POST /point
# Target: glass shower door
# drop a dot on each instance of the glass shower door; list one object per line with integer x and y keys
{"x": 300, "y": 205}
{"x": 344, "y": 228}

===

» **Aim**: Write out every line above word for word, changing nothing.

» **Solution for this task**:
POST /point
# Target: glass shower door
# drop a dot on each instance of the glass shower door; list one object per line with integer x and y keys
{"x": 300, "y": 205}
{"x": 344, "y": 228}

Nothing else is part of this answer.